PENGGALAN TEKS:

Hallo, Dy.
Apa kabarmu?
Aku mau cerita sedikit tentang hari yang menyenangkan. Namanya hari Sabtu. Hari yang selalu kutunggu-tunggu dalam seminggu. Selain bebas dari sekolah dan kerja, aku bisa zoom.
Dan zoom kali ini, Dy, seruuu, ke Salatiga! Itu kota yang sejuk dan dekat dengan Semarang, tempat kelahiranku. Di sana, biasanya aku makan ampyang, penganan yang dibuat dari gula aren dan kacang tanah. Rasanya? Maniiiis banget, kayak kamu, Dy.
Satunya lagi, Enting-enting gepuk. Makanan kecil yang manis juga, dari kacang juga. Aduhhh ... jadi lapar. Dulu kalau naik bus, snack itu biasa dijajakan pedagang. Murah-meriah.
Pokoknya, Dy, tadi seru sekali. Mendengar penjelasan dari kaprodi jurusan Destinasi Wisata UKSW Salatiga yang membuat ngiler pengen ke sana. Indahnya Salatiga, ngangeni. Aku baru tahu kalau ada pohon pengantin yang instagrammable itu. Unik, ya, ciptaan Tuhan. Ada pohon yang mirip sepasang pengantin, tak bisa dipisahkan. Tuhan memang Agung.
Oh, ya, Dy, Mas Aldi Lasso, Ph.D pinter nyanyi. Pernah kolaborasi dengan Glenn Fredly dan satunya lagi lupa. Rupanya ada sodaraan sama Ari Lasso. Nggak heran suaranya merduuuu, mendayu-dayu. Makanya mahasiswanya seneng karena jiwa dosennya muda, santai dan energik.
Moderatornya juga bikin ngakak, Dy, mas Dhave namanya. Dia admin Koteka dari Salatiga. Jadi istilahnya, dia ini pakarnya juga. Kalau mau jalan ke Salatiga musti colek dia. Diajak blusukan sampai ke mana-mana, pasti heboh.

SOAL LATIHAN:
1. Menurut teks tentang Salatiga, ampyang dibuat dari bahan apa?
2. Teruskan teks tentang Salatiga mulai dari sesudah kalimat terakhirnya.
Daftar berikut tidak berperan apa pun dalam pengerjaan teks ini.

DATA TERSIMPAN:
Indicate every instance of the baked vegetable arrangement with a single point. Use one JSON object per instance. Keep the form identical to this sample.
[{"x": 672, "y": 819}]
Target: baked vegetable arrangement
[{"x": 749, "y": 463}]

KUNCI JAWABAN:
1. Ampyang dibuat dari gula aren dan kacang tanah.

2.
Oh, iya. Tahu tidak, rasanya mau mbrebes mili waktu ada pemaparan tentang Salatiga, ingin menangis terharu ketika narasumber cerita betapa masyarakat Salatiga itu masih orisinil. Ada orang yang mau membagikan tikar untuk mas Aldi, narasumber, merebah. Padahal nggak kenal. Itulah kekayaaan otentik bangsa kita. Aku masih ingat banget, Dy. Banyak orang kasihan di tanah airku. Aku biasa beli jajan meski nggak pengen, hanya karena kasihan sama penjualnya. Banyak pengemis, banyak anak-anak yang kurang sejahtera. Pokoknya, ngenes. Berbahagialah anak-anak yang tinggal di Jerman, mereka ini benar dilindungi negara dan orang tuanya. Rata-rata, tercukupi kebutuhan luar-dalam.
Rasanya hidup ini nggak bikin bosan karena pandemi begini, nggak bisa ke mana-mana tapi lewat zoom tadi, seolah aku yang ada di Jerman, Dy, serasa melayang ke Salatiga, iya hanya dalam satu jari, klik! Nggak perlu beli tiket, nggak perlu geret koper, nggak perlu jauh-jauh dan capek. Sudah sampai!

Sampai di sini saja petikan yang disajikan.